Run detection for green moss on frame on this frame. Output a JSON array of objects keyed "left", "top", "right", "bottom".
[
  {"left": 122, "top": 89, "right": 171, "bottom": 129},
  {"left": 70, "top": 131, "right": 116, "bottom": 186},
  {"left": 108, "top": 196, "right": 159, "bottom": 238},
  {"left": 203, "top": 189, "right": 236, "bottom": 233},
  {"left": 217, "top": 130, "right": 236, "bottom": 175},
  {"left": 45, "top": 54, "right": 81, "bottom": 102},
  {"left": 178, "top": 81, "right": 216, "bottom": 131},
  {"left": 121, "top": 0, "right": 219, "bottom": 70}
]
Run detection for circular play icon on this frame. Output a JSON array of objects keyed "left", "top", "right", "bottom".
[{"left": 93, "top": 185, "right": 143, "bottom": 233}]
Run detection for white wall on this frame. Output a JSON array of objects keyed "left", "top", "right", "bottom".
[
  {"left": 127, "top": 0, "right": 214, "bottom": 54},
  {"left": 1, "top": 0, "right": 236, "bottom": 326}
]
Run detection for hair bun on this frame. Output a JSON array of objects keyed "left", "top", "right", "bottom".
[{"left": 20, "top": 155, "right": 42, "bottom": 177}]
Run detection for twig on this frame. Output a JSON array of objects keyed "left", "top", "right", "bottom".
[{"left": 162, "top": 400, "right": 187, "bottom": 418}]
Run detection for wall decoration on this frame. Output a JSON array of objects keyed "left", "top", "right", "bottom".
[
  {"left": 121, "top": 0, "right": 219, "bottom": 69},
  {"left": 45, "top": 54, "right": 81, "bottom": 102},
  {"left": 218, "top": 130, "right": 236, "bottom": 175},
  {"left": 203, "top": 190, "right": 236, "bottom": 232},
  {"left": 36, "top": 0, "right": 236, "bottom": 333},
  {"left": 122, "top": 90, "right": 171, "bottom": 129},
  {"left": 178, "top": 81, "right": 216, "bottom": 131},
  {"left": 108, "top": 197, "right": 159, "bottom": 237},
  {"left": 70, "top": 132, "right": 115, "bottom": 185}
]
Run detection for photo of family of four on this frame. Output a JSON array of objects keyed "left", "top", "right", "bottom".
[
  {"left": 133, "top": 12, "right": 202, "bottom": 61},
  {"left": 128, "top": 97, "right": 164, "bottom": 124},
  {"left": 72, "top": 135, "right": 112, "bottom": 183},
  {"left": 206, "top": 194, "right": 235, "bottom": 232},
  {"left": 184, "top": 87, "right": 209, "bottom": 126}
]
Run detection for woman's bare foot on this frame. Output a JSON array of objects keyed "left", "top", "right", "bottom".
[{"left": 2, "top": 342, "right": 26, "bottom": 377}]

********

Every record above has to appear again, word for word.

== PROBLEM SOLUTION ==
Run detection for green moss on frame on this frame. Output a JSON array of objects keyed "left", "top", "right", "bottom".
[
  {"left": 122, "top": 89, "right": 171, "bottom": 129},
  {"left": 70, "top": 131, "right": 116, "bottom": 186},
  {"left": 108, "top": 196, "right": 159, "bottom": 238},
  {"left": 203, "top": 189, "right": 236, "bottom": 233},
  {"left": 217, "top": 130, "right": 236, "bottom": 175},
  {"left": 45, "top": 54, "right": 81, "bottom": 102},
  {"left": 178, "top": 81, "right": 216, "bottom": 131},
  {"left": 121, "top": 0, "right": 219, "bottom": 70}
]
Run detection for circular play icon on this frame. Output a JSON array of objects keyed "left", "top", "right", "bottom".
[{"left": 93, "top": 185, "right": 143, "bottom": 233}]
Run detection for white wall on this frame. Output a JSON array of objects keyed "left", "top", "right", "bottom".
[
  {"left": 127, "top": 0, "right": 214, "bottom": 54},
  {"left": 1, "top": 0, "right": 236, "bottom": 326}
]
Run detection for hair bun on this frame. Output a JSON array of objects keyed "left", "top", "right", "bottom".
[{"left": 20, "top": 155, "right": 42, "bottom": 177}]
Run detection for twig on this frame. Output a JSON array of objects keyed "left", "top", "right", "bottom".
[{"left": 162, "top": 400, "right": 187, "bottom": 418}]
Run detection for wall decoration on this frame. Output a JSON array of objects keyed "left", "top", "right", "bottom".
[
  {"left": 121, "top": 0, "right": 219, "bottom": 69},
  {"left": 45, "top": 54, "right": 81, "bottom": 102},
  {"left": 218, "top": 130, "right": 236, "bottom": 175},
  {"left": 203, "top": 190, "right": 236, "bottom": 232},
  {"left": 36, "top": 0, "right": 236, "bottom": 333},
  {"left": 122, "top": 90, "right": 171, "bottom": 129},
  {"left": 178, "top": 81, "right": 216, "bottom": 131},
  {"left": 108, "top": 197, "right": 159, "bottom": 237},
  {"left": 70, "top": 132, "right": 115, "bottom": 185}
]
Run detection for photo of family of four on this frame. Output a JSON array of objects keyed "left", "top", "right", "bottom".
[
  {"left": 133, "top": 12, "right": 202, "bottom": 61},
  {"left": 128, "top": 97, "right": 164, "bottom": 124},
  {"left": 72, "top": 135, "right": 112, "bottom": 183},
  {"left": 206, "top": 194, "right": 235, "bottom": 232},
  {"left": 184, "top": 87, "right": 209, "bottom": 126}
]
Run detection for woman's bare foot on this frame. Output a JSON array of objects keyed "left", "top", "right", "bottom".
[{"left": 2, "top": 342, "right": 26, "bottom": 377}]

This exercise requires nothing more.